ABOUT THIS TASK
Using the records provided below, locate and copy each line that contains the word "presents".
MATERIAL PROVIDED below:
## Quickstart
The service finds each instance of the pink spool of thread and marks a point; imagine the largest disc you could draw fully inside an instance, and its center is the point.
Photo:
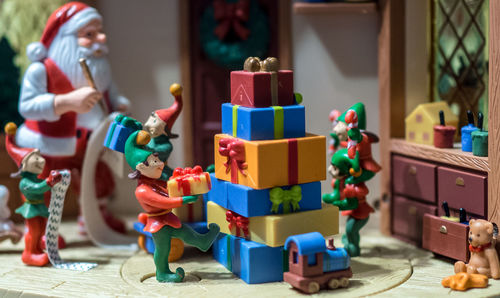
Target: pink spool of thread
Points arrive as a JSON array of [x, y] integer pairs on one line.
[[443, 134]]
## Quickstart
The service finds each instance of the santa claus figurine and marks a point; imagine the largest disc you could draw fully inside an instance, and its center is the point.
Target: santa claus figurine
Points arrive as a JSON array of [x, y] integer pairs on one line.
[[31, 164], [59, 107]]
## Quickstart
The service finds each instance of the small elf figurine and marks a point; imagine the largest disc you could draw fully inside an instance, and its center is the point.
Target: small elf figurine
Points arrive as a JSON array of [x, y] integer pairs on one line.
[[341, 127], [31, 164], [154, 199], [349, 194], [159, 125], [351, 167], [7, 228]]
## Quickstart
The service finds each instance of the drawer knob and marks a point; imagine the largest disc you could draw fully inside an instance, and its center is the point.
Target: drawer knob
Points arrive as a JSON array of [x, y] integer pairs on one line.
[[412, 170]]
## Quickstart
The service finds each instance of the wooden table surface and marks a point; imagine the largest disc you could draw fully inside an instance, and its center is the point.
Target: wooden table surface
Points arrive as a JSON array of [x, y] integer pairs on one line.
[[387, 268]]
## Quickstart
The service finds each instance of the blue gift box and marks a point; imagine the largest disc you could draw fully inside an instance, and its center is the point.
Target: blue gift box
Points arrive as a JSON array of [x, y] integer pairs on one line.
[[263, 123], [251, 261], [250, 202], [117, 136]]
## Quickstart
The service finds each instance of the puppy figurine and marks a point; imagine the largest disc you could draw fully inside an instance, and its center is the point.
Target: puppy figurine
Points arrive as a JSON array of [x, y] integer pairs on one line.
[[484, 257]]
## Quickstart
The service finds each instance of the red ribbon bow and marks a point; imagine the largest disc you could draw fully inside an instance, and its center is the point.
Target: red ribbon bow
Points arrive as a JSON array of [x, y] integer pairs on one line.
[[178, 172], [238, 221], [234, 150], [182, 176], [231, 15]]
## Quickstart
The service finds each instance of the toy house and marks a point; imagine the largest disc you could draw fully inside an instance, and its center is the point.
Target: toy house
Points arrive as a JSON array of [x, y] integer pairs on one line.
[[419, 124]]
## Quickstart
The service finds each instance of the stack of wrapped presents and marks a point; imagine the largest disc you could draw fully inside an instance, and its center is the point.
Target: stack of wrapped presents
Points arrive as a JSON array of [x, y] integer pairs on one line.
[[266, 186]]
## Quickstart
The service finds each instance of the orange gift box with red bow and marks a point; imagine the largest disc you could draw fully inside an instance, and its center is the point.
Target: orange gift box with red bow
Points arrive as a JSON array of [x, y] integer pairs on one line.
[[188, 182]]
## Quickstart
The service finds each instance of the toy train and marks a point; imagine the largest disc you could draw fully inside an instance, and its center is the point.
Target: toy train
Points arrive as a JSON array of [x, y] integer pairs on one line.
[[313, 265]]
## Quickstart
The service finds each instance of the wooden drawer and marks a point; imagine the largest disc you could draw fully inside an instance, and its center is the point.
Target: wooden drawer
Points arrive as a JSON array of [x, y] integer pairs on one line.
[[446, 238], [407, 218], [463, 190], [413, 178]]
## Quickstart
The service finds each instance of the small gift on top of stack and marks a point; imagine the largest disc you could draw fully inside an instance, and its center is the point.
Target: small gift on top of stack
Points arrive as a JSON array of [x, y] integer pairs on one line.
[[266, 186]]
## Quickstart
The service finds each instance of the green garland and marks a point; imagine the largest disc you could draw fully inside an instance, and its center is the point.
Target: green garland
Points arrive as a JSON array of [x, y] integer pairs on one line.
[[232, 55]]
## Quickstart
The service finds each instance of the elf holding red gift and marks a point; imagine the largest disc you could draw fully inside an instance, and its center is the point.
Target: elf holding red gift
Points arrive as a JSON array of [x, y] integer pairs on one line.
[[157, 204]]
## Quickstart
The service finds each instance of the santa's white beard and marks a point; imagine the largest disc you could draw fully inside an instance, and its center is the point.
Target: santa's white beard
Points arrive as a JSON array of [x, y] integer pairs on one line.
[[66, 52]]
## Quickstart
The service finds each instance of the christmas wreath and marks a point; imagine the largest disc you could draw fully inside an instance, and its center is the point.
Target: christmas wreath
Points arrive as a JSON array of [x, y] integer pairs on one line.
[[232, 30]]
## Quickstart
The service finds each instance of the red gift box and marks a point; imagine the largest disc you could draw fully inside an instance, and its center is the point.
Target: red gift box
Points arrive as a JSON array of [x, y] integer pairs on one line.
[[257, 89]]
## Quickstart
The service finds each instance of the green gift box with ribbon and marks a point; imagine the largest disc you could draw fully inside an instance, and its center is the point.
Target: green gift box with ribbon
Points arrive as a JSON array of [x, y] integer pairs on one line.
[[269, 123]]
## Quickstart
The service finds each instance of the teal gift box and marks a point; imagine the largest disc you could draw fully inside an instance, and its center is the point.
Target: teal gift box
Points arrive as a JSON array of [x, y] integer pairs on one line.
[[263, 123]]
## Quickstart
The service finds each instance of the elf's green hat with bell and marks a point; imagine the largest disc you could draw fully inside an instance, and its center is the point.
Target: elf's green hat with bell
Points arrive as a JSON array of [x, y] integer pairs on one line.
[[341, 160], [134, 148], [359, 108]]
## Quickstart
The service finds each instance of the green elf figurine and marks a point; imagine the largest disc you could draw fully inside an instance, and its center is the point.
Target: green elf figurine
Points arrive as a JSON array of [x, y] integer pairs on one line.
[[158, 219], [31, 164], [350, 168]]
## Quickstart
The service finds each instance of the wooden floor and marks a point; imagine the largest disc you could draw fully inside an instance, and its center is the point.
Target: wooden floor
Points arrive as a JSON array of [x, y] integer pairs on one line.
[[388, 268]]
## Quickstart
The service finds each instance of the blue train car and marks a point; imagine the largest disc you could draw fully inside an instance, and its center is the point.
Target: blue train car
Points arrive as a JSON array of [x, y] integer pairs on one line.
[[313, 265]]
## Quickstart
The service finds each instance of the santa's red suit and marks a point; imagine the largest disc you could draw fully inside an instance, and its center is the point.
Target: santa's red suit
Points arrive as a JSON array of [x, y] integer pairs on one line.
[[62, 139]]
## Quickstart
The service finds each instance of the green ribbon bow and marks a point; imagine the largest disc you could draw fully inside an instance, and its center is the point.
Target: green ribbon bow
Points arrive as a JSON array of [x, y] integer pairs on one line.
[[291, 197]]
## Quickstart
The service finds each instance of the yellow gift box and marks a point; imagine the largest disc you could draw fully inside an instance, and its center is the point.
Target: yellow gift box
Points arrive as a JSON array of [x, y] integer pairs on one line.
[[193, 212], [270, 163], [188, 182], [273, 230]]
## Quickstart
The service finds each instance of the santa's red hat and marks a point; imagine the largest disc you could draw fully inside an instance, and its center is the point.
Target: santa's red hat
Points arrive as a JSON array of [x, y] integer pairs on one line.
[[68, 18], [17, 154], [170, 115]]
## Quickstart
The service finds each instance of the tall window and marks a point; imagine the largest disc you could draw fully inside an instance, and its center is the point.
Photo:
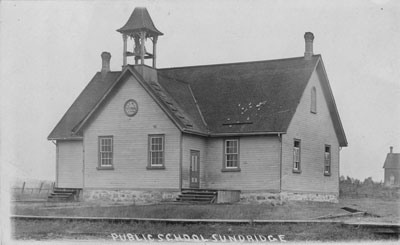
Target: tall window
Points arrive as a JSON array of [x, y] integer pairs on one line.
[[296, 156], [327, 160], [313, 100], [156, 151], [231, 154], [105, 151]]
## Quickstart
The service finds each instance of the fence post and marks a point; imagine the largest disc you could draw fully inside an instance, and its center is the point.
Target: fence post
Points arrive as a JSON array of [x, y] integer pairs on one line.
[[41, 185]]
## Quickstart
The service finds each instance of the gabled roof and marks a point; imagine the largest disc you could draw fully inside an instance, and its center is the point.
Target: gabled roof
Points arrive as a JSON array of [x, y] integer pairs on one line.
[[392, 161], [216, 100], [140, 20], [82, 106], [251, 97], [246, 97]]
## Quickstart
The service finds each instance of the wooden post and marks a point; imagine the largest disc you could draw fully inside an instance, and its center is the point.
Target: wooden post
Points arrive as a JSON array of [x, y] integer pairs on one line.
[[124, 37], [142, 50], [154, 50]]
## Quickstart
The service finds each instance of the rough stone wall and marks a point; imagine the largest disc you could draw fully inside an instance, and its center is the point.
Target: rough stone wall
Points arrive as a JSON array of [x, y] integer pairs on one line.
[[128, 196], [284, 197]]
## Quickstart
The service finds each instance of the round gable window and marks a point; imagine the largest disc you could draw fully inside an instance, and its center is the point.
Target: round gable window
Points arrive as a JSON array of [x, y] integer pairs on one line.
[[131, 108]]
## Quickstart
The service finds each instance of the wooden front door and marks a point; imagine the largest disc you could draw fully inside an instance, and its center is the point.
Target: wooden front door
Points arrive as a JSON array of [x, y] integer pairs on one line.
[[194, 169]]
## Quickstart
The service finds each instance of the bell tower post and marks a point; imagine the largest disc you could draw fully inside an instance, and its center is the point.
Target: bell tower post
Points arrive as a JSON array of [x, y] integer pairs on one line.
End of MATERIAL PROVIDED.
ANSWER TO THE EXERCISE
The service finds each instance of the stack of wrapped presents and marks a point; imagine the largest disc you could draw fully inside an instance, and its center is the point.
Target: stack of wrapped presents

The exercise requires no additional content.